* THE TASK
Each entry below is to be transcribed exactly.

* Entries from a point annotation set
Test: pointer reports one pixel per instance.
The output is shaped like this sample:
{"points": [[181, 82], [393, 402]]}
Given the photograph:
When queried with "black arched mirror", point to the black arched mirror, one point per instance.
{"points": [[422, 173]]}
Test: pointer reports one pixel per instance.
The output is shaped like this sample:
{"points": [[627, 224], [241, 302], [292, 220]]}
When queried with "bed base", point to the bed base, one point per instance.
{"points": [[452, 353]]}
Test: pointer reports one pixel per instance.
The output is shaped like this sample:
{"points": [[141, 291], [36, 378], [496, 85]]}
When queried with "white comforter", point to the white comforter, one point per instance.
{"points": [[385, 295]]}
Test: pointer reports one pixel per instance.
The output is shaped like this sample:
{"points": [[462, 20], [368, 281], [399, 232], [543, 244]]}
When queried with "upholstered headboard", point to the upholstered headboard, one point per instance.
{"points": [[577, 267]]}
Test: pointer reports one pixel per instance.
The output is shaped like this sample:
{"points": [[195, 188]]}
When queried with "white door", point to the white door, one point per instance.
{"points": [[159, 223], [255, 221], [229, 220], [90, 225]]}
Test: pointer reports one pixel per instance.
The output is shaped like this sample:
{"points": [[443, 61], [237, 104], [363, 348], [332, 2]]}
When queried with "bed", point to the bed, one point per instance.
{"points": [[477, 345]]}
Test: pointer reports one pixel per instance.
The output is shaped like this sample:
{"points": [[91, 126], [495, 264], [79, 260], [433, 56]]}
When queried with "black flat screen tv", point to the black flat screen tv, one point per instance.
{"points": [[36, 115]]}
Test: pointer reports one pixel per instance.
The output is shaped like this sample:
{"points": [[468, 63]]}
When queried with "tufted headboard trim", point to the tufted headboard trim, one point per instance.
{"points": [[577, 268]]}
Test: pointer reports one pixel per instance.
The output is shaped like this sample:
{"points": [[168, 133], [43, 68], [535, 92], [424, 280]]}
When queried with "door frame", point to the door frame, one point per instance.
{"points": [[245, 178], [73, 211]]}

* SOLUTION FOR THIS EXERCISE
Test: pointer reports one pixel per instance.
The output is shaped like this sample:
{"points": [[181, 82], [393, 402]]}
Given the photograph:
When queried with "black arched mirror", point to the black arched mirror, one point per instance.
{"points": [[422, 173]]}
Test: pointer reports one pixel per instance.
The output is shaped like this sample:
{"points": [[627, 224], [241, 302], [292, 220]]}
When queried with "bed base", point to the bed base, one point per instance.
{"points": [[452, 353]]}
Test: pointer reports one pixel per instance.
The output is shaped like this sample:
{"points": [[141, 291], [36, 378], [496, 85]]}
When queried with "white comforter", point to the white comforter, one point per instance.
{"points": [[385, 295]]}
Test: pointer reports one pixel per instance.
The output is shaped like this sample:
{"points": [[462, 20], [368, 281], [399, 232], [543, 244]]}
When queried with "upholstered headboard", point to the upholstered headboard, one point per instance.
{"points": [[577, 267]]}
Test: pointer reports one pixel per instance.
The output is shaped like this sample:
{"points": [[195, 188]]}
When queried with "white door", point to the white door, one point per instance.
{"points": [[159, 223], [255, 221], [229, 220], [90, 225]]}
Test: pointer reports one pixel per instance.
The output is shaped like this sample:
{"points": [[443, 61], [237, 104], [363, 348], [332, 2]]}
When queried with "bed", point to the bed, one point per instance.
{"points": [[477, 345]]}
Test: pointer reports one pixel per instance.
The output is shaped like this sample:
{"points": [[91, 126], [495, 264], [79, 260], [433, 56]]}
When queried with "black flat screen tv", point to the black flat screen tv, one point per instance.
{"points": [[36, 115]]}
Test: pointer reports one pixel per instance.
The output is shaped like this sample:
{"points": [[468, 63]]}
When queried with "tufted headboard trim", point to the tufted headboard trim, one point per instance.
{"points": [[577, 268]]}
Test: pointer reports one pixel per instance.
The output is shaped like this sample:
{"points": [[168, 133], [43, 68], [535, 92], [424, 280]]}
When queried with "door frame", point to the door frame, one point per instance.
{"points": [[245, 178], [73, 211]]}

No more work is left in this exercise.